## PROBLEM 1
According to the review of Jordan Tannahill's double bill, who directed the production?
## PROBLEM 2
Pick up the review of Jordan Tannahill's double bill after its final sentence and carry it forward in the same voice.

Botticelli In The Fire & Sunday In Sodom
Toronto playwright Jordan Tannahill rewrites history in brilliant double bill
Presented by Canadian Stage in collaboration with the Department of Theatre in the School of the Arts, Media, Performance & Design at York University
Written by Jordan Tannahill
Directed by Matjash Mrozewski and Estelle Shook
Award-winning Toronto playwright Jordan Tannahill’s latest offering is an impressive double bill that provides a fresh and poignant take on the lives of two figures from the past. As Tannahill explains in the playbill, his muses for Botticelli in the Fire and Sunday in Sodom were, in fact, two singular details about the lives of Renaissance painter Sandro Botticelli and Lot’s (unnamed) wife in the Old Testament. These details precipitated two entertaining plays that together explore the complex politics of authorship and the power dynamics that lurk beneath the stories we tell ourselves.
The historical record notes that under the influence of the notorious religious zealot friar Girolamo Savonarola, Botticelli renounced his decadent lifestyle and burned some of his paintings in the infamous “Bonfire of the Vanities” of 1497 as penance for his sinful past. As related in the Old Testament, Lot’s wife’s claim to fame is that she turned into a pillar of salt for the disobedient act of looking back at Sodom as her family fled its destruction. As Tannahill points out, neither of these tales were told by the figures they concern, and it is well known that the Western theological and historical canons are overwhelmingly the work of heterosexual men. But can these men speak for Botticelli and "Lot’s wife?" Could they ever? Should they have?

## MATERIAL PROVIDED
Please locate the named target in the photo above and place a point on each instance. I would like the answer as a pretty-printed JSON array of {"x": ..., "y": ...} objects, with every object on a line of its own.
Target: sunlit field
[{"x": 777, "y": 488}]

## WRITTEN ANSWER 1
Matjash Mrozewski and Estelle Shook

## WRITTEN ANSWER 2
Botticelli in the Fire and Sunday in Sodom beg the question: what if the stories that have made it into the Western Canon got it wrong sometimes? What if Botticelli burned his paintings for a reason other than religious conversion? What if Lot’s wife's reason for gazing back at her hometown had nothing to do with weakness? What would these two figures have said if they had been given the chance to share their own stories? Tannahill takes these questions as the jumping off point for a fascinating double bill that explores the possibilities that come alive when someone new controls the narrative.
Botticelli in the Fire comes first. Loosely set in the early Renaissance period, Botticelli (Salvatore Antonio), Savonarola (Alon Nashman), Botticelli’s lover Leonardo da Vinci (Stephen Jackman-Turkoff), Lorenzo de’ Medici (Christopher Morris), and Medici’s wife—also Botticelli’s lover—Clarice (Nicola Correia-Damude) all have cell phones and speak in modern vernacular. This is a risky stylistic choice that works beautifully, lending the characters both humour and emotional accessibility. The incredibly charismatic cast is led by the decadent and sardonically flamboyant Botticelli. Against a stark white backdrop, we watch Boticelli’s tumultuous love affair with da Vinci unfold alongside a very tenuous relationship of necessity with Medici, and a raunchy affair with Clarice. Emotional intensity is high as the plague proves less threatening than the terrifying Medici.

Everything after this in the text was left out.